◆ **SET PROBLEM**
Pick out each line of the records below that contains the word "stem", and copy those lines.

Stored dataset items
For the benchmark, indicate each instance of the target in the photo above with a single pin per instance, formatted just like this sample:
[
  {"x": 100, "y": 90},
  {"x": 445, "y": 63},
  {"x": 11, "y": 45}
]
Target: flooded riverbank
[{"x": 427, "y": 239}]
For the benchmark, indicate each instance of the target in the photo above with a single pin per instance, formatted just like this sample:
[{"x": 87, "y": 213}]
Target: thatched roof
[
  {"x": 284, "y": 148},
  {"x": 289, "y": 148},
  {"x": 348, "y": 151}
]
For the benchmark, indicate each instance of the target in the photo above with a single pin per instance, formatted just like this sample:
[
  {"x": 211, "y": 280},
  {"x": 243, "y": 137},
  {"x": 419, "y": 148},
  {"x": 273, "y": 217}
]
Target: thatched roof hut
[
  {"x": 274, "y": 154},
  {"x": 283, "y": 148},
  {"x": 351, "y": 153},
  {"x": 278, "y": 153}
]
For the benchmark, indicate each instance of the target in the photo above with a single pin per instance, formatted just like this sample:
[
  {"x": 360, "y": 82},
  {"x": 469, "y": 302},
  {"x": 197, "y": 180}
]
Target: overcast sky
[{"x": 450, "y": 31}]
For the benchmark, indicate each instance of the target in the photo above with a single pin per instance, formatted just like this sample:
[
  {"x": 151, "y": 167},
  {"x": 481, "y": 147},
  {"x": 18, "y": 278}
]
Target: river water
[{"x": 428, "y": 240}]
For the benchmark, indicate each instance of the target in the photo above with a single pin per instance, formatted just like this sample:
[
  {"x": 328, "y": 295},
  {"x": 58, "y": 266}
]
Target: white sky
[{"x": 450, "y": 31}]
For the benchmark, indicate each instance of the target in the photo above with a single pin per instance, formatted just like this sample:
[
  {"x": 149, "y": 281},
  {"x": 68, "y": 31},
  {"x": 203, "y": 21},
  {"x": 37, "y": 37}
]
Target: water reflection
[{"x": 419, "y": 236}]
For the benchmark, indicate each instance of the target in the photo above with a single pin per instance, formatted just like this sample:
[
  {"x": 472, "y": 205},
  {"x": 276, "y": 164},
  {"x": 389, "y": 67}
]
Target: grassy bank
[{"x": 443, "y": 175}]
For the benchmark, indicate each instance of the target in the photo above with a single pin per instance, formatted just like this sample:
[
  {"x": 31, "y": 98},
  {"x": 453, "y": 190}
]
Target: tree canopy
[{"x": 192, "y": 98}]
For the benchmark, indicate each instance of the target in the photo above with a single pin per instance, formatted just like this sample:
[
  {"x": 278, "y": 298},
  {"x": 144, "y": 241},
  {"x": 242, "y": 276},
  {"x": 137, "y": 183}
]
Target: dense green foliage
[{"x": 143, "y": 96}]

* * *

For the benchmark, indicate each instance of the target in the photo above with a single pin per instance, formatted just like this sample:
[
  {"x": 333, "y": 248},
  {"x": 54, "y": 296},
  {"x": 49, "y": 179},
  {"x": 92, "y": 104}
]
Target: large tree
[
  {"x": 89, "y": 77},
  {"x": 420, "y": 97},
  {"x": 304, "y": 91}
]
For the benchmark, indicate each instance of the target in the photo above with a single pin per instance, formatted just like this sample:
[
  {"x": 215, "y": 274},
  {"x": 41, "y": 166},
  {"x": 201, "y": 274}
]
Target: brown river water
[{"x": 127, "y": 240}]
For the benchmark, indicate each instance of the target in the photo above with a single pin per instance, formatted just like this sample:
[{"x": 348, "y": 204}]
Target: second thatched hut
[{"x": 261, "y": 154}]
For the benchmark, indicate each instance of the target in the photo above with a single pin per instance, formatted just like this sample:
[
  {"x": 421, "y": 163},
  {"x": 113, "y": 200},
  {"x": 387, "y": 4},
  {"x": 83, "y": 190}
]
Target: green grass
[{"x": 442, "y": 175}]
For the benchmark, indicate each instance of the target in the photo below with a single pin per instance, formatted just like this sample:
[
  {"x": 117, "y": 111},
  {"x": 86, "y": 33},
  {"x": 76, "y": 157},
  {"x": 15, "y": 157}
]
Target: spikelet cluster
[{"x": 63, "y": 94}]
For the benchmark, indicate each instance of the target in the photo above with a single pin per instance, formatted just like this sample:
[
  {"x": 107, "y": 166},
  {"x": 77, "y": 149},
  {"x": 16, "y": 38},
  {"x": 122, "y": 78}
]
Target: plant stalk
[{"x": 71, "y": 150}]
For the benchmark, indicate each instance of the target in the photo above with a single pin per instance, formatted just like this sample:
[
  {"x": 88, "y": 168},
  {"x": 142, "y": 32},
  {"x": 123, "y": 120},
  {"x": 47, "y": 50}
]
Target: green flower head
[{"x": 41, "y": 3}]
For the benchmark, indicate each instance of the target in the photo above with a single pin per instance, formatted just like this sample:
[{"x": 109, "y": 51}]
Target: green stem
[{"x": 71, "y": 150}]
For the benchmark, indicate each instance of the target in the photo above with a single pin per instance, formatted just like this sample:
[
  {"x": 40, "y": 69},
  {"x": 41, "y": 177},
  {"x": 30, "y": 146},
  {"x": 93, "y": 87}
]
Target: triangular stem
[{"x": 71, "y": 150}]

◆ **FINAL ANSWER**
Target: green stem
Target: triangular stem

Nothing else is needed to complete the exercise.